Supplied records
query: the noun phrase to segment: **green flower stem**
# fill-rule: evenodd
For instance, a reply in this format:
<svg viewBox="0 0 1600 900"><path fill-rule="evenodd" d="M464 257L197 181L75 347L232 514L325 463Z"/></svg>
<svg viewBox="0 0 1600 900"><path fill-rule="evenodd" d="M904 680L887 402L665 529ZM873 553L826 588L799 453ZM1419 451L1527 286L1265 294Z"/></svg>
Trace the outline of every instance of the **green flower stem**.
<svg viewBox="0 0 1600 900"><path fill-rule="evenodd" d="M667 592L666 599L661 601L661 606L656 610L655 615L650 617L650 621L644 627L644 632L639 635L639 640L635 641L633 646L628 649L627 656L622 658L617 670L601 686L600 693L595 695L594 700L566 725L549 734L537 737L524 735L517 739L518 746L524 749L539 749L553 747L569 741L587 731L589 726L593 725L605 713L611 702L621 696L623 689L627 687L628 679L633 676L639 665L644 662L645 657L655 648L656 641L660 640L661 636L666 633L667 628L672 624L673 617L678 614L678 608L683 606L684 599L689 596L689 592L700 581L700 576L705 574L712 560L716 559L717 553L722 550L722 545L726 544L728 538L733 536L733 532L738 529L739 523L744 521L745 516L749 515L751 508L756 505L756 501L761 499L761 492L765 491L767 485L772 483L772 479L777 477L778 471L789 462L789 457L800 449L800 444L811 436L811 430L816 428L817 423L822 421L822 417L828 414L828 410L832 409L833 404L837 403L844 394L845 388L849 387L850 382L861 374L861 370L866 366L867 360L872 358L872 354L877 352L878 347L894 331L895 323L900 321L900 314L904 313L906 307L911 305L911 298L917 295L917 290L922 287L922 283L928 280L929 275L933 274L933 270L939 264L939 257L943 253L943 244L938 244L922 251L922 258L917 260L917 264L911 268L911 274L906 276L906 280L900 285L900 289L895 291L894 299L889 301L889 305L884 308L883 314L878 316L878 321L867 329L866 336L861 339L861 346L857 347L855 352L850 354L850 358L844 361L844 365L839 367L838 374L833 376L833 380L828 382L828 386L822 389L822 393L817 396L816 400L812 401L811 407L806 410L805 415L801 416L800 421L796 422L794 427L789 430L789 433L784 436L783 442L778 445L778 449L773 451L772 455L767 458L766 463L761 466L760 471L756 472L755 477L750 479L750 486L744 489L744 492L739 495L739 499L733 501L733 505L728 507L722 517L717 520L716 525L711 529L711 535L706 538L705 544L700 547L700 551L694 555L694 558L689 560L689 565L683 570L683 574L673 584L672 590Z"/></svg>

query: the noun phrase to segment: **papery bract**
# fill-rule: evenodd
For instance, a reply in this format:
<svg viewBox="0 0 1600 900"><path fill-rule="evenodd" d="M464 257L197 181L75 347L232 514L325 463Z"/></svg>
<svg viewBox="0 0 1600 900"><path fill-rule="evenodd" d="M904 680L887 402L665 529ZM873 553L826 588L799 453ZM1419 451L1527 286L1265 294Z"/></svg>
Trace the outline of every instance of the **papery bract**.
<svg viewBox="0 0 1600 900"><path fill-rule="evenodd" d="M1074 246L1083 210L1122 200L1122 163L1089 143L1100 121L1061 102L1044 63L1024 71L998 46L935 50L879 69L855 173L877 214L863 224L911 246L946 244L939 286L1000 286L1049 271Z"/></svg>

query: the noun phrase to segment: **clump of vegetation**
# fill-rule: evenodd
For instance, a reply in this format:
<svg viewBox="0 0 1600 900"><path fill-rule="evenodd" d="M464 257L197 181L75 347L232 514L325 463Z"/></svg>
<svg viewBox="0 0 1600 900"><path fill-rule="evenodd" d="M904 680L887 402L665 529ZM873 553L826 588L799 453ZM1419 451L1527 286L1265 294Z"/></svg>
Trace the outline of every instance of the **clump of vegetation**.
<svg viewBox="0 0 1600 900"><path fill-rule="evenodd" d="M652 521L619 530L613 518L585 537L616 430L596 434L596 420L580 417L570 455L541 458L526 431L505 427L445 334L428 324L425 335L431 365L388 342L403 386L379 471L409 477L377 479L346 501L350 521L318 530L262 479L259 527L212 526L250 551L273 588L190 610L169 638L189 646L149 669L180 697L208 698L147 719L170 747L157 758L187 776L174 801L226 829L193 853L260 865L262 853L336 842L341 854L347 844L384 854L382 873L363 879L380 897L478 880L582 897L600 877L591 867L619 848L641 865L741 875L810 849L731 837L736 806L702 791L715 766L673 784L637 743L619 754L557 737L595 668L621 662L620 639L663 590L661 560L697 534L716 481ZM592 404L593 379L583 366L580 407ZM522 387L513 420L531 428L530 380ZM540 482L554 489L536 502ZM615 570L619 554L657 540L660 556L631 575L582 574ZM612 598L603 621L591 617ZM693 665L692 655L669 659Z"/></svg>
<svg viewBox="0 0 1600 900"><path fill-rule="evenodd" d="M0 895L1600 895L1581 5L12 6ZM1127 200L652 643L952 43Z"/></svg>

Problem
Every record shown above should be given back exactly.

Answer
query: the noun phrase to segment: **green flower stem**
# fill-rule: evenodd
For instance, a reply in this format:
<svg viewBox="0 0 1600 900"><path fill-rule="evenodd" d="M464 257L197 181L75 347L232 514L325 463Z"/></svg>
<svg viewBox="0 0 1600 900"><path fill-rule="evenodd" d="M904 680L887 402L665 529ZM873 553L826 588L799 453ZM1419 451L1527 286L1265 294Z"/></svg>
Trace the outline of every instance of the **green flower stem**.
<svg viewBox="0 0 1600 900"><path fill-rule="evenodd" d="M667 592L666 599L661 601L661 606L656 610L655 615L650 617L650 621L644 627L644 632L639 635L639 640L635 641L633 646L628 649L627 656L622 658L617 670L601 686L600 693L595 695L594 700L566 725L549 734L537 737L524 735L517 739L518 746L524 749L539 749L553 747L569 741L587 731L589 726L593 725L605 713L611 702L621 696L623 689L627 687L628 679L633 676L639 665L644 662L645 657L655 648L656 641L660 640L661 636L666 633L667 628L672 624L673 617L678 614L678 608L683 606L684 599L689 596L689 592L700 581L700 576L705 574L712 560L716 559L717 553L722 550L722 545L726 544L728 538L733 536L733 532L738 529L739 523L744 521L745 516L749 515L751 508L756 505L756 501L761 499L761 492L765 491L767 485L772 483L772 479L777 477L778 471L789 462L789 457L800 449L800 444L811 436L811 430L816 428L817 423L822 421L822 417L828 414L828 410L832 409L833 404L837 403L844 394L845 388L849 387L850 382L861 374L861 370L866 366L867 360L872 358L872 354L877 352L878 347L894 331L895 323L900 321L900 314L904 313L906 307L911 305L911 298L917 295L917 290L922 287L922 283L928 280L929 275L933 274L933 270L939 264L939 257L943 253L943 244L938 244L922 251L922 258L917 260L917 264L911 268L911 274L906 276L906 280L900 285L900 289L895 291L894 299L889 301L889 305L884 308L883 314L878 316L878 321L867 329L866 336L861 339L861 346L857 347L855 352L850 354L850 358L844 361L844 365L839 367L838 374L833 376L833 380L828 382L828 386L822 389L822 393L817 396L816 400L812 401L811 407L806 410L805 415L801 416L800 421L796 422L794 427L789 430L789 433L784 436L783 442L778 445L778 449L773 451L772 455L767 458L766 463L761 466L760 471L756 472L755 477L750 479L750 486L744 489L744 492L739 495L739 499L733 501L733 505L728 507L722 517L717 520L716 525L711 529L711 535L706 538L705 544L700 547L700 551L694 555L694 558L689 560L689 565L683 570L683 574L673 584L672 590Z"/></svg>

query: the noun phrase to segment: **papery bract**
# fill-rule: evenodd
For instance, a reply in this format:
<svg viewBox="0 0 1600 900"><path fill-rule="evenodd" d="M464 257L197 181L75 347L232 514L325 463Z"/></svg>
<svg viewBox="0 0 1600 900"><path fill-rule="evenodd" d="M904 680L887 402L665 529ZM873 553L826 588L799 453ZM1419 451L1527 286L1265 294Z"/></svg>
Trace the outline of every instance of the **papery bract**.
<svg viewBox="0 0 1600 900"><path fill-rule="evenodd" d="M1074 246L1083 210L1122 200L1122 163L1089 143L1100 121L1061 102L1044 63L1024 71L998 46L935 50L879 69L855 173L877 214L863 224L911 246L946 244L939 286L1000 286L1049 271Z"/></svg>

query: the noun phrase to segment: **clump of vegetation**
# fill-rule: evenodd
For instance, a reply in this format:
<svg viewBox="0 0 1600 900"><path fill-rule="evenodd" d="M464 257L197 181L75 347L232 514L325 463Z"/></svg>
<svg viewBox="0 0 1600 900"><path fill-rule="evenodd" d="M904 680L887 402L665 529ZM873 553L826 588L799 453ZM1419 451L1527 286L1265 294Z"/></svg>
Trace the outline of every instance of the **clump of vegetation**.
<svg viewBox="0 0 1600 900"><path fill-rule="evenodd" d="M652 521L619 530L613 518L585 537L616 430L596 434L596 420L580 417L570 455L541 458L526 431L505 427L445 334L428 324L425 335L431 365L388 342L403 386L379 471L409 477L377 479L346 501L350 521L318 530L262 479L259 527L212 526L250 551L273 588L190 610L169 638L189 646L149 669L180 697L208 698L147 719L170 747L157 758L187 776L174 801L226 829L193 853L260 865L262 853L336 842L341 854L347 844L384 854L382 873L363 879L380 897L478 880L582 897L600 877L591 867L619 848L641 865L741 875L810 849L731 837L736 806L702 791L715 766L673 784L637 743L619 754L557 737L595 668L621 662L620 639L663 590L661 560L697 534L716 481ZM592 404L593 379L583 366L580 407ZM522 387L513 420L531 428L530 380ZM540 482L554 489L536 502ZM615 570L619 554L657 540L660 556L631 575L582 574ZM612 598L603 621L591 617ZM693 665L692 655L669 659Z"/></svg>
<svg viewBox="0 0 1600 900"><path fill-rule="evenodd" d="M0 895L1600 895L1581 5L12 6ZM1127 200L652 643L952 43Z"/></svg>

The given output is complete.